* **文章**:
题目:设计一个支持并行读写并保证数据一致性的数据库锁。
解法:这是什么范畴的面试题?对于我这种完全没有相关项目经验的人,还真是无从下手。翻了书之后顺便重新复习了一下共享锁、互斥锁的概念。说白了,这些都是课本上的基础知识,可是毕业没多久就忘光了。看来知识不用,保质期比水果还短。然后我琢磨着锁的模型,写了个模拟的代码。这个代码和SQL毫无关系,可能也和正确答案相去甚远。姑妄言之,姑妄听之吧。
代码:
// http://www.careercup.com/question?id=6366101810184192
import java.util.concurrent.Semaphore; public class FooBar {
public static final int MAX_CONCURRENT_READ = 100;
private Semaphore sharedSemaphore;
private Semaphore exclusiveSemaphore; public FooBar() {
// TODO Auto-generated constructor stub
this.sharedSemaphore = new Semaphore(MAX_CONCURRENT_READ);
this.exclusiveSemaphore = new Semaphore(1);
} public void reader() {
// The reader here is not to return a value, but to perform read()

* **所给数据行**:

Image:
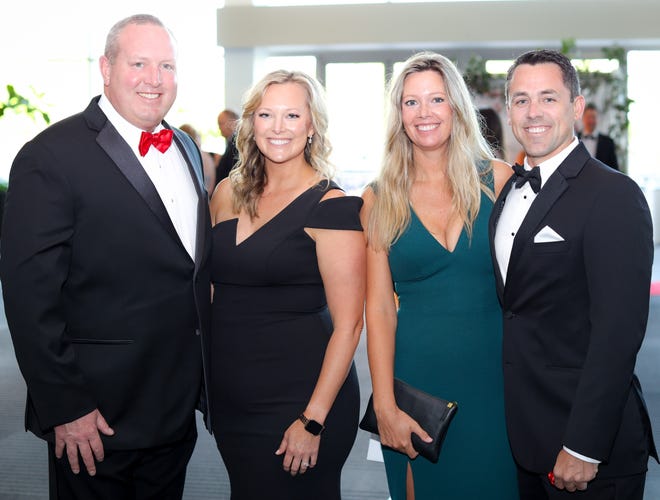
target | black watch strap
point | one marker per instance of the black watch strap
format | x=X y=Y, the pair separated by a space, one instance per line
x=311 y=426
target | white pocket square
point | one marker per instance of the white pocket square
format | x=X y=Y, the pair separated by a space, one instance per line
x=547 y=235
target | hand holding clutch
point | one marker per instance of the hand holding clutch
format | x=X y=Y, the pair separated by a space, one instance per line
x=433 y=414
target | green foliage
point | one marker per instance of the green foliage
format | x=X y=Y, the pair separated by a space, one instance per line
x=609 y=91
x=20 y=104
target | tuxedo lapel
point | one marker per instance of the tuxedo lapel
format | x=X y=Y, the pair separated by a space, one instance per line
x=124 y=158
x=492 y=227
x=552 y=190
x=194 y=164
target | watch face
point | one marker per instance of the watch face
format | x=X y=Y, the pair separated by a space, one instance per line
x=314 y=427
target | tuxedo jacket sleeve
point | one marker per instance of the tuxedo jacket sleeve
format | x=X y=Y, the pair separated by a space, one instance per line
x=575 y=314
x=104 y=304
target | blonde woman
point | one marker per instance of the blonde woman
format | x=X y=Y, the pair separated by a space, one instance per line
x=427 y=227
x=288 y=268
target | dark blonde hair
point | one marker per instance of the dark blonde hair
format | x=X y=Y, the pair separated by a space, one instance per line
x=248 y=178
x=390 y=215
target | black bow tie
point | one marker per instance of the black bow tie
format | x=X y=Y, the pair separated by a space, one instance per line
x=533 y=176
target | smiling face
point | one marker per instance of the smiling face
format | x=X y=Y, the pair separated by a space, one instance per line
x=141 y=81
x=425 y=111
x=541 y=114
x=282 y=123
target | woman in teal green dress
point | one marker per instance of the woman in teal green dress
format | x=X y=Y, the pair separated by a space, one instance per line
x=433 y=318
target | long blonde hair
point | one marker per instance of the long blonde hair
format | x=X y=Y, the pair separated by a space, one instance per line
x=390 y=215
x=248 y=178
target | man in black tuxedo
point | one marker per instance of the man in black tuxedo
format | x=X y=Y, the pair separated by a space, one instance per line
x=600 y=146
x=573 y=269
x=105 y=278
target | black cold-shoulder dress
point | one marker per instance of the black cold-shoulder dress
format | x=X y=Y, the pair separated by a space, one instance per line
x=271 y=327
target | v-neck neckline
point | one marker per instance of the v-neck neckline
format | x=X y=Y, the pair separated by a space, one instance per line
x=421 y=223
x=269 y=221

* **任务要求**: 在关于数据库锁的文章中，作者翻书后顺便复习了哪两个概念？ 这些行是单独的材料，与文章无关。

* **参考答案**: 共享锁和互斥锁。